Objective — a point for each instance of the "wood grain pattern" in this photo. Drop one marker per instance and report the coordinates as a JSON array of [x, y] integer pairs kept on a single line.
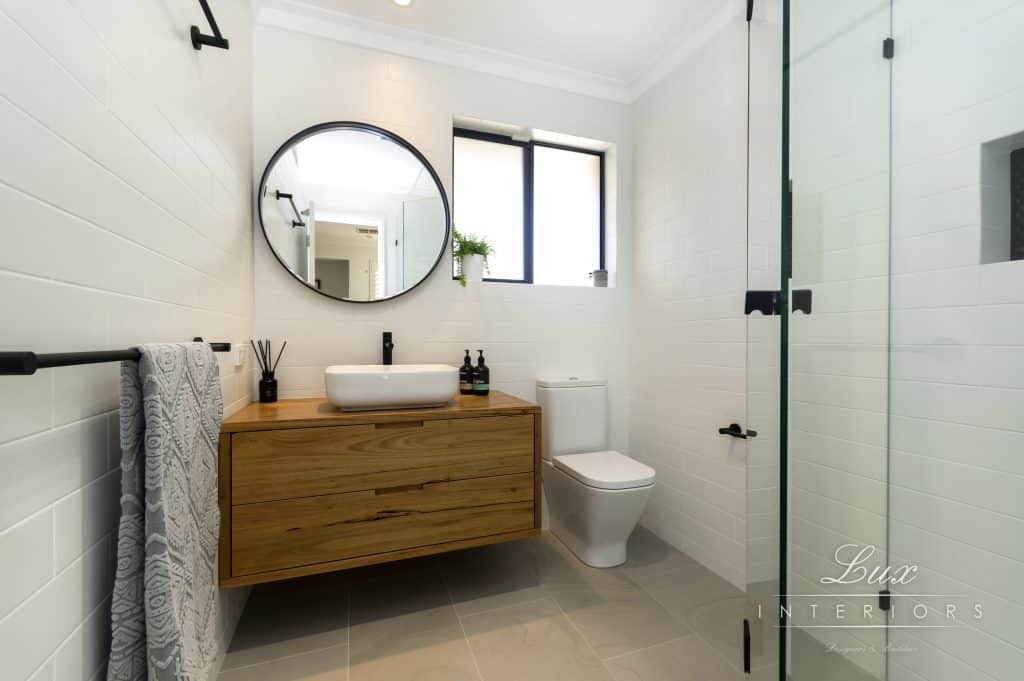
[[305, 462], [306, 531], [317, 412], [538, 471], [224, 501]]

---

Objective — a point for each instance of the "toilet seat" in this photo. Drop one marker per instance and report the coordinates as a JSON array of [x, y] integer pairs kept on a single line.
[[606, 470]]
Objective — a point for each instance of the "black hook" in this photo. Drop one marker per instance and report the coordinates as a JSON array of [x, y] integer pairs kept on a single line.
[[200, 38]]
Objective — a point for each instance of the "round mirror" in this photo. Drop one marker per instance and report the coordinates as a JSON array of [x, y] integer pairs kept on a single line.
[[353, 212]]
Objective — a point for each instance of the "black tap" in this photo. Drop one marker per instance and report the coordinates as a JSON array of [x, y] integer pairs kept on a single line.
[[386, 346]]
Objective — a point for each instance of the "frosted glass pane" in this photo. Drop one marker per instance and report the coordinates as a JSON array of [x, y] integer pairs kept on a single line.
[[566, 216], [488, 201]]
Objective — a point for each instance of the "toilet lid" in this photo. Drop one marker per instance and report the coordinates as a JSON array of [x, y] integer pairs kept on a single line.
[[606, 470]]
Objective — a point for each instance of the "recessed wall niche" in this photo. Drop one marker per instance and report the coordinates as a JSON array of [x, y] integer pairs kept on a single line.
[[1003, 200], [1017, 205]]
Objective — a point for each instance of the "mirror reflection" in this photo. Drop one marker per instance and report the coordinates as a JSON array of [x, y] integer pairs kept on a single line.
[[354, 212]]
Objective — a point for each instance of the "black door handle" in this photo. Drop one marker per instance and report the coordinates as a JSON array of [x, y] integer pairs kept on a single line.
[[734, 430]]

SHORT EXERCISE: Find every line above that contains the word "black", and copy each one in full.

RESULT OF THE EXERCISE:
Objective — a point for each instance of the "black hook" in this photo. Drop one marker per instance and report the coordinates as a JSON array of [x, y] integer pairs kept on a single line.
Objective — a point for each instance of the "black tap" in this photo. Drop one marker per instance and report the coordinates as a JSON array of [x, y] integer pairs kept on a single line.
Objective — a point for each instance of the "black door handle" in this photo. Drop one marker per instance and report the coordinates as a JSON array of [x, y] integer pairs kept on a single line.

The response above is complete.